** Selected extract **
The Oregon Employment Department's Unemployment Insurance online claim system, pictured on Friday, April 17, 2020.

David Gerstenfeld took the helm of the beleaguered department this weekend, after Gov. Kate Brown asked for, and received, the resignation of director Kay Erickson.Erickson’s brief resignation letter was dated May 30, the same day Oregon’s senior U.S. Senator Ron Wyden called for her to step down.

"This litany of incompetence and unresponsiveness has hit the breaking point," Wyden wrote Saturday morning.

Oregon’s unemployment benefits crisis reached a boiling point last week when the department revealed that only about half of the 445,000 people who’ve applied for traditional benefits since mid-March have received them.

Many applicants were found ineligible for benefits or never filed a weekly claim. Others went on to seek Pandemic Unemployment Assistance benefits througha federal program for gig workers, the self-employed and newer workers.

Still, thousands of others have been trapped in claims limbo, with phone lines jammed and few places to turn for help.

On Monday, Gerstenfeld appeared before state lawmakers for the third time in less than a week, this time as OED’s interim director.

“We feel the pressure for everybody that is still waiting for us to get them their benefits,” he told the Senate Interim Committee on Labor and Business. “And that weighs on me … it weighs on all of our employees.”

Gerstenfeld has led two divisions in the department, including the Unemployment Insurance Division. He projected deep knowledge of the unemployment system but did not propose radical change.

In fact, it’s unclear how much the interim director can do to change the course of an unwieldy system that relies on outdated technology.

Senators, including Mark Hass, D-Beaverton, pressed Gerstenfeld on why the department has yet to modernize its archaic computer system, despite having received $86 million in federal funding a decade ago.

“It is a complicated, risky project,” Gerstenfeld said. “We spent a lot of time looking at other states that had modernized. Some of them did it well. Almost every state had at least some challenges and some states had failed modernizations.”

“We really didn’t want to be in the situation that some states have been of spending that money and, at the end, not having a system that worked.”

Gerstenfeld said the department is getting close to picking a vendor to do the multi-year modernization. It will come too late to help those whose jobs have been ravaged by the coronavirus pandemic.

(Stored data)
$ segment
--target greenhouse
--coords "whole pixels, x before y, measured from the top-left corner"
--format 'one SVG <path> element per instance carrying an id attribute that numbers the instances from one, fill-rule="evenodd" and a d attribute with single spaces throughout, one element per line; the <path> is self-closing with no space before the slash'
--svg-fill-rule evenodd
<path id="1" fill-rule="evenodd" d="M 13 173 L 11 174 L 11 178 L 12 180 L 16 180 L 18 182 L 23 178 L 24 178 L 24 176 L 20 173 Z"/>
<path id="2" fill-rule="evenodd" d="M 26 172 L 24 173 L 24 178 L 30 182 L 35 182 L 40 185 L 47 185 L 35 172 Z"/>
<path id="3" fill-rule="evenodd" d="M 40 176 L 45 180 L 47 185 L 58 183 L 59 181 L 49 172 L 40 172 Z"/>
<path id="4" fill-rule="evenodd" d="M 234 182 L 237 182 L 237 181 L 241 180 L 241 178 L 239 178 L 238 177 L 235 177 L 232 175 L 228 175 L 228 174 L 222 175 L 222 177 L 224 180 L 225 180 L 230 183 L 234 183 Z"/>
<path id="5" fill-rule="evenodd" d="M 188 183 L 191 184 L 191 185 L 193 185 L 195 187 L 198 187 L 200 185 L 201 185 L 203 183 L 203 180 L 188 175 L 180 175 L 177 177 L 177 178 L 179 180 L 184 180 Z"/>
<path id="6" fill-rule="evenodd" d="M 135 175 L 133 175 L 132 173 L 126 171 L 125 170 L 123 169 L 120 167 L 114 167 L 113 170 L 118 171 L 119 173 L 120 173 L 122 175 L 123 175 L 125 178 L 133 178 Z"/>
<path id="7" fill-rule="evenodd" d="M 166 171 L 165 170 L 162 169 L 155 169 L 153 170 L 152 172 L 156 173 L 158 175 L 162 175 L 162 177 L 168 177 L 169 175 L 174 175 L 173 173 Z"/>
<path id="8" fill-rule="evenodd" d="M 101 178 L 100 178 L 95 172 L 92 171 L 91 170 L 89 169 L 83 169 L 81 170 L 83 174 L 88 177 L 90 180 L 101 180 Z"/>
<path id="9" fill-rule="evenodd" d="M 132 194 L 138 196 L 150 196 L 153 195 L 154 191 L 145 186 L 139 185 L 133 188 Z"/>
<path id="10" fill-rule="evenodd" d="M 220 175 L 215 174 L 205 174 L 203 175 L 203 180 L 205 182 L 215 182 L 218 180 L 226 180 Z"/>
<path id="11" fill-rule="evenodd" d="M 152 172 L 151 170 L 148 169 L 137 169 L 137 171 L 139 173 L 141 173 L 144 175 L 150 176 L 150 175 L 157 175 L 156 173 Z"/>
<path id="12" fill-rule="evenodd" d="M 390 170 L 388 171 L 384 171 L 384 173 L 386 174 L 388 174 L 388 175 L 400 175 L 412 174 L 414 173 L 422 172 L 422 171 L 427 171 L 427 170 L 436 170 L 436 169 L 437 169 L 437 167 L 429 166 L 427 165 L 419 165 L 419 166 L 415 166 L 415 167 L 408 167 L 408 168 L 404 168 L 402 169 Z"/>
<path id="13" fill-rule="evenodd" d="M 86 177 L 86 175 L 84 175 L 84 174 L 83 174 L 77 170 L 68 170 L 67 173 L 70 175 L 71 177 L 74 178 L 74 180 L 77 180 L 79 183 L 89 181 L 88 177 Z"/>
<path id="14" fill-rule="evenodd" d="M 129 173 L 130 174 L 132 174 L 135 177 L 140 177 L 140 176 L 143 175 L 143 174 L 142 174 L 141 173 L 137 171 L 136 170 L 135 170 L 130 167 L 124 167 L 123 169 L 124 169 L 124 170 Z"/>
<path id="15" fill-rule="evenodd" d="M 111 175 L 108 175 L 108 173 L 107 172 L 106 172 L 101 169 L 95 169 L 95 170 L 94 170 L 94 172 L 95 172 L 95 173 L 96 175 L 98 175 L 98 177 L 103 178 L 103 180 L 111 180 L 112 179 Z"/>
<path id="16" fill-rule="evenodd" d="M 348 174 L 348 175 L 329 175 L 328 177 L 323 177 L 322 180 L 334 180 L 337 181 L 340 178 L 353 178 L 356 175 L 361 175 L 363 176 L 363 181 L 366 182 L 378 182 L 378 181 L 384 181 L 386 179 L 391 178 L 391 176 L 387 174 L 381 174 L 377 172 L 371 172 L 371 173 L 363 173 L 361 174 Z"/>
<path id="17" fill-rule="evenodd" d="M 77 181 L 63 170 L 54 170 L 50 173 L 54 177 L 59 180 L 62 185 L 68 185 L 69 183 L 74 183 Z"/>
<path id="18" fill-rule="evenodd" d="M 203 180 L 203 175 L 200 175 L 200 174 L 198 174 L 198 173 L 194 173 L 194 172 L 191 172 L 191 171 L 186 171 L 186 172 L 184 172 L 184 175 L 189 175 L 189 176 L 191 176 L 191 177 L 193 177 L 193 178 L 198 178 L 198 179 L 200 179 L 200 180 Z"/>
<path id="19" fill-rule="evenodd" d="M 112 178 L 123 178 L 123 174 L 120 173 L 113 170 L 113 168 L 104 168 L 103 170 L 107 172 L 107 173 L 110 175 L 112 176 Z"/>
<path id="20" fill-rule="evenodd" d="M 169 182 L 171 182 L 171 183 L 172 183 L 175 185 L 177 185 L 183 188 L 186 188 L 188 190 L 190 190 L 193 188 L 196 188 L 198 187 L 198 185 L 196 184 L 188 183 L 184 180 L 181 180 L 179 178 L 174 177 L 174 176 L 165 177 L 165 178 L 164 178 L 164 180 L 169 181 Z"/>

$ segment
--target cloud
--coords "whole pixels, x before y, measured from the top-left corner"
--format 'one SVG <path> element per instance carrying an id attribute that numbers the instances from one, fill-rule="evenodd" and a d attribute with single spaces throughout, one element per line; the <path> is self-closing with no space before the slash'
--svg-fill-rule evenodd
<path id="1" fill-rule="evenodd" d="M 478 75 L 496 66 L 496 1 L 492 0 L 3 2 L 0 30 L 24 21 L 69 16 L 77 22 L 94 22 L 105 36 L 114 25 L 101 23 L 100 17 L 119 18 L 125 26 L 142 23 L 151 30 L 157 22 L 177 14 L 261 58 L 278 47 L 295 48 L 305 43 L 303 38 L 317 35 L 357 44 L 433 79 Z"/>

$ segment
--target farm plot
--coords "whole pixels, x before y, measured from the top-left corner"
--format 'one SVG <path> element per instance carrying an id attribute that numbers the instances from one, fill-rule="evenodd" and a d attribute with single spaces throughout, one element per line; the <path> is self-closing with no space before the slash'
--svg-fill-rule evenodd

** Exercise objective **
Carry on the article about the Oregon Employment Department's unemployment benefits crisis, beginning right after its final sentence.

** Expected output **
Gerstenfeld and OED deputy director Jeannine Beatrice expressed commitment to increasing communication in the short term — both with lawmakers and laid-off Oregonians.

“We hear what you need,” Beatrice said. “You need information from us about what is happening.”

Gerstenfeld said the department is activating phone lines this week specifically for people with questions about PUA benefits. OED hadn’t previously had phone support for the new program, so applicants with questions often relied on each other, sharing information on Facebook and other social media.

Those groups lit up with activity when the department recently started sending out automated messages simply confirming that people’s PUA applications had been received. They lit up again Monday as people shared the new phone number to call with PUA questions.

Gerstenfeld reiterated the goal of a two-week push, called Project Focus 100, to work through 38,000 of the oldest, most complex claims in the regular unemployment queue.

After Monday’s hearing, committee vice-chair Sen. Tim Knopp, R-Bend, said he’s been in touch with dozens of constituents who are desperately seeking answers about their unemployment claims.

He said he’s hopeful, partly because of his interactions with Gerstenfeld, who he described as engaged and helpful.

“I know employees are working as hard as they can,” Knopp said, “and they are completely overwhelmed. That doesn’t absolve people from the state from getting them answers and their claims so people can pay their rent, their car payments and pay for food.”

How will Knopp know if Gerstenfeld is succeeding?

If he clears the backlog of people who haven’t heard back about their claims in the next couple of weeks.

“That’s the goal, get people answers,” he said.

Lauren Dake contributed to this report.